Objective: Lay out every line of the entries below as a Markdown table with two columns: "Row" for the line number and "Line" for its text. Leave out blank lines.

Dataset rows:
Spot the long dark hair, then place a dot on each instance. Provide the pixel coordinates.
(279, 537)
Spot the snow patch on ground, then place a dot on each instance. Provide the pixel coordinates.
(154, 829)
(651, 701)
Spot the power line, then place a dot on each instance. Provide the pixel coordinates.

Solved exercise:
| Row | Line |
|---|---|
| 1 | Spot the long dark hair, then place a dot on each instance. Provide the pixel coordinates. |
| 2 | (279, 537) |
| 3 | Spot the snow patch on ground, then place a dot on each instance. Provide the pixel coordinates. |
| 4 | (154, 829) |
| 5 | (651, 701) |
| 6 | Spot the power line, then place a dot on each instance. Provide the pixel coordinates. |